Stored items from a collection:
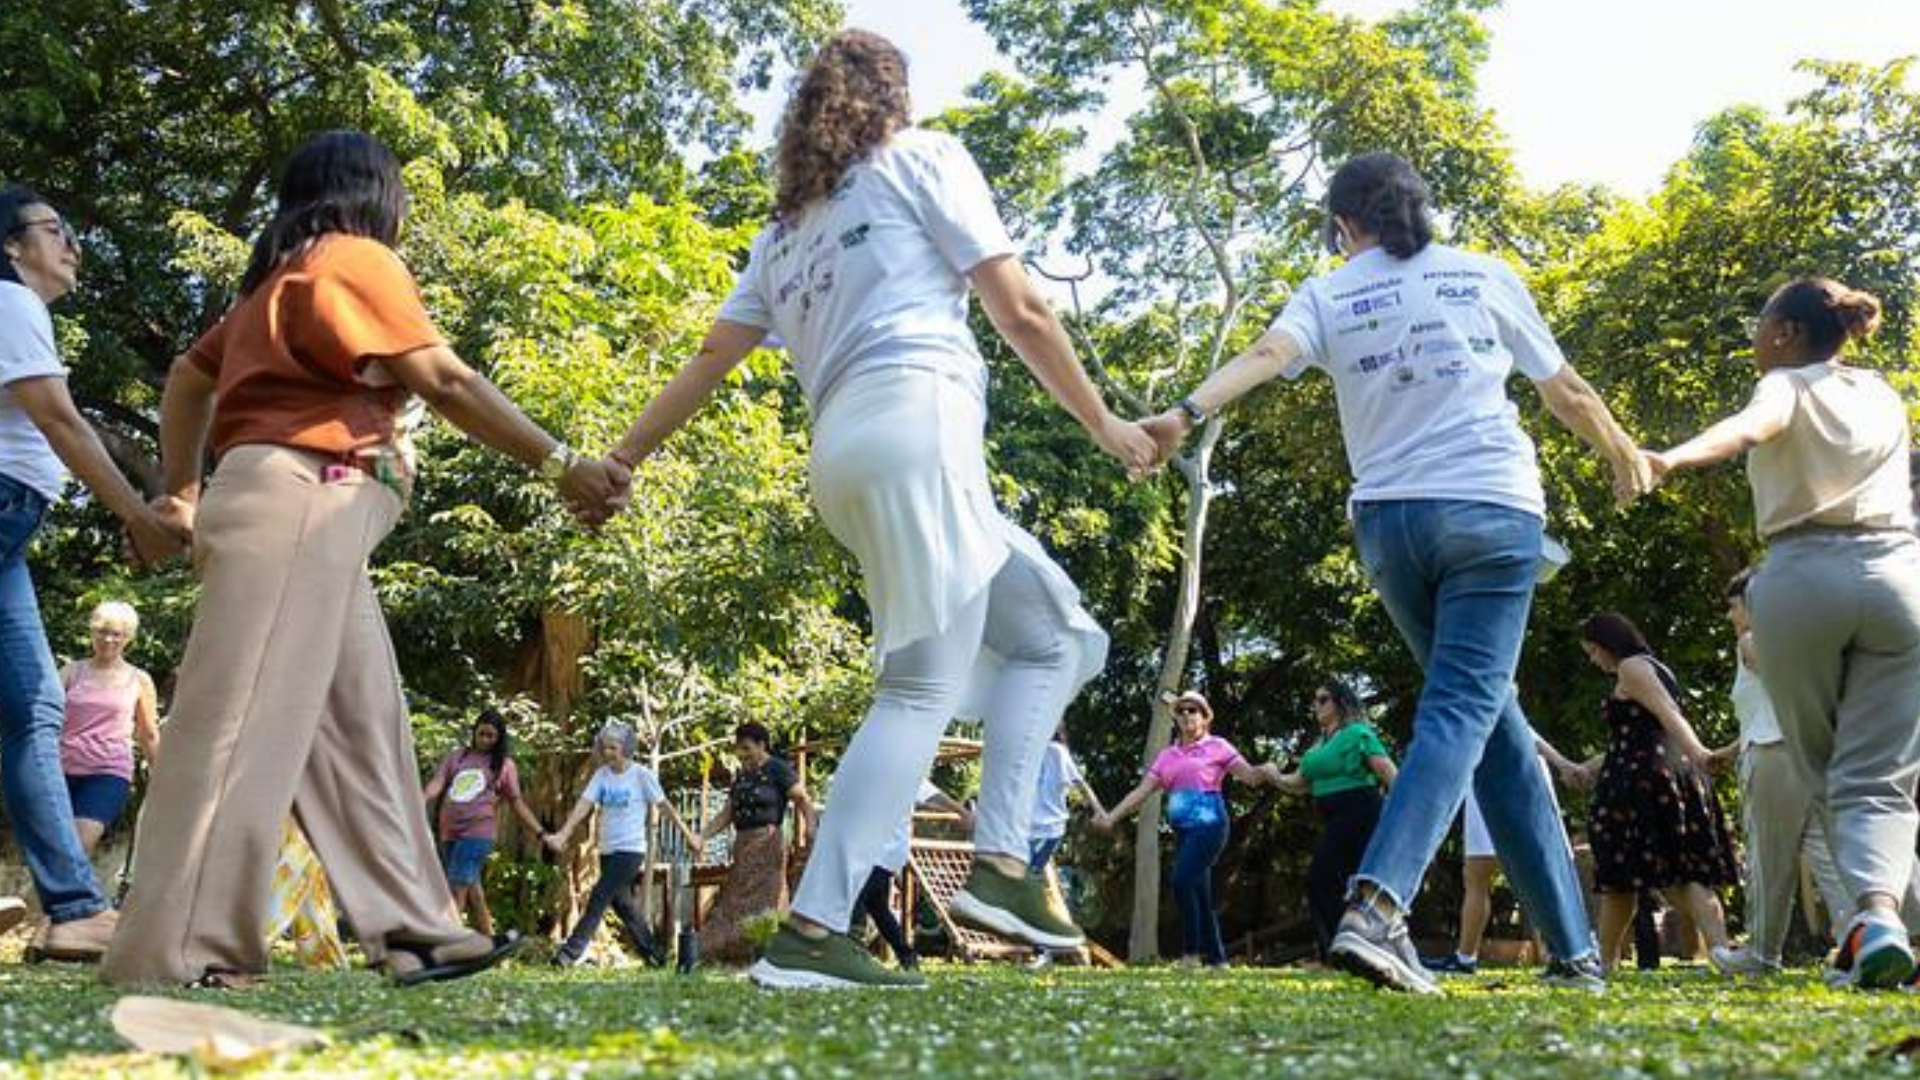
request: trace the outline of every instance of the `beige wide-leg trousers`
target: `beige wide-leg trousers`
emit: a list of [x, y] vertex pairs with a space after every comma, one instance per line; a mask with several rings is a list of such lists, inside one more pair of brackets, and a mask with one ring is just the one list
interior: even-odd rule
[[289, 809], [367, 957], [469, 935], [453, 920], [367, 558], [398, 520], [360, 472], [275, 446], [227, 452], [194, 538], [200, 606], [161, 737], [112, 982], [267, 969]]

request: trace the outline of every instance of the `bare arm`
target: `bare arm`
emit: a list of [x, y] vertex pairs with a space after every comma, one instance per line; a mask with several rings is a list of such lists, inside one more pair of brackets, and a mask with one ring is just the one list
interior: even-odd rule
[[[1212, 415], [1240, 400], [1254, 387], [1270, 382], [1300, 355], [1293, 335], [1269, 329], [1247, 351], [1220, 365], [1206, 381], [1187, 395], [1200, 411]], [[1168, 409], [1142, 425], [1153, 436], [1154, 461], [1164, 464], [1193, 431], [1194, 419], [1184, 409]]]
[[673, 827], [680, 830], [680, 836], [687, 842], [687, 851], [696, 859], [699, 858], [701, 848], [699, 834], [687, 828], [686, 821], [680, 817], [680, 811], [673, 808], [673, 803], [662, 802], [660, 809], [666, 811], [667, 820], [673, 824]]
[[1385, 754], [1375, 754], [1367, 759], [1367, 768], [1380, 780], [1383, 788], [1392, 788], [1393, 782], [1400, 778], [1400, 770], [1394, 768], [1393, 759]]
[[546, 832], [546, 826], [540, 824], [540, 818], [534, 814], [533, 807], [527, 805], [524, 795], [515, 792], [513, 798], [508, 799], [507, 802], [513, 807], [513, 816], [518, 818], [521, 826], [527, 830], [527, 835], [537, 837]]
[[714, 837], [719, 836], [721, 833], [726, 832], [728, 829], [732, 827], [733, 827], [733, 804], [729, 802], [727, 805], [720, 808], [719, 813], [713, 815], [713, 820], [707, 822], [706, 828], [700, 830], [700, 845], [699, 845], [700, 848], [702, 850], [705, 850], [707, 844], [712, 842]]
[[139, 694], [133, 700], [133, 741], [151, 762], [160, 752], [160, 691], [154, 689], [153, 676], [134, 669]]
[[591, 813], [593, 813], [593, 803], [591, 801], [581, 799], [575, 802], [573, 804], [573, 811], [567, 815], [567, 820], [562, 823], [558, 829], [553, 831], [553, 835], [547, 837], [547, 846], [555, 851], [564, 849], [567, 846], [568, 838], [573, 836], [573, 830], [579, 828], [580, 823], [587, 820], [587, 815]]
[[1146, 802], [1154, 792], [1159, 790], [1160, 778], [1148, 773], [1134, 785], [1132, 791], [1127, 792], [1127, 797], [1121, 799], [1119, 805], [1100, 815], [1094, 822], [1095, 826], [1102, 830], [1113, 828], [1115, 824], [1125, 821], [1135, 810], [1140, 809], [1140, 804]]
[[1785, 394], [1757, 396], [1746, 408], [1671, 450], [1653, 455], [1654, 470], [1717, 465], [1786, 430], [1793, 420], [1793, 399]]
[[1152, 441], [1137, 426], [1115, 416], [1087, 377], [1067, 339], [1066, 327], [1032, 279], [1010, 255], [988, 259], [967, 275], [987, 320], [1020, 357], [1053, 400], [1080, 422], [1100, 448], [1129, 468], [1153, 457]]
[[1598, 451], [1612, 467], [1615, 502], [1624, 506], [1652, 489], [1652, 470], [1640, 456], [1640, 448], [1579, 372], [1562, 365], [1553, 377], [1534, 385], [1553, 418]]
[[1623, 661], [1620, 665], [1620, 688], [1627, 697], [1638, 702], [1660, 721], [1660, 726], [1680, 744], [1680, 752], [1688, 760], [1703, 767], [1712, 761], [1713, 752], [1694, 733], [1693, 725], [1687, 722], [1686, 714], [1680, 711], [1680, 703], [1667, 692], [1666, 684], [1660, 681], [1651, 660], [1633, 657]]
[[1085, 777], [1082, 777], [1073, 786], [1081, 795], [1086, 797], [1088, 804], [1093, 807], [1095, 817], [1103, 817], [1106, 815], [1107, 808], [1100, 802], [1100, 793], [1093, 790], [1093, 785], [1088, 783]]
[[182, 356], [167, 369], [166, 389], [160, 393], [160, 468], [166, 493], [189, 505], [200, 501], [200, 470], [219, 386]]
[[820, 813], [813, 808], [813, 799], [807, 795], [807, 785], [795, 783], [787, 789], [787, 800], [793, 804], [793, 812], [800, 815], [800, 821], [807, 827], [807, 835], [813, 836], [820, 831]]
[[679, 431], [700, 410], [701, 405], [706, 404], [714, 390], [726, 380], [728, 373], [739, 367], [740, 361], [745, 360], [747, 354], [766, 336], [767, 332], [757, 326], [725, 319], [715, 322], [707, 331], [706, 339], [700, 342], [700, 351], [687, 361], [685, 367], [674, 373], [660, 393], [647, 403], [639, 418], [627, 428], [627, 433], [613, 448], [614, 456], [621, 463], [632, 466], [660, 449], [661, 444]]
[[20, 411], [46, 436], [47, 445], [62, 464], [94, 497], [113, 511], [127, 527], [134, 554], [142, 562], [156, 562], [179, 554], [186, 538], [147, 505], [147, 500], [120, 473], [120, 467], [100, 444], [100, 435], [74, 407], [67, 380], [36, 376], [7, 384]]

◆ **TO DO**
Apply a filter for "trousers" to the entries and show each line that passes.

◆ **RESPONSE AREA**
request: trace the outline of every instance of the `beige wide-leg trousers`
target: `beige wide-leg trousers`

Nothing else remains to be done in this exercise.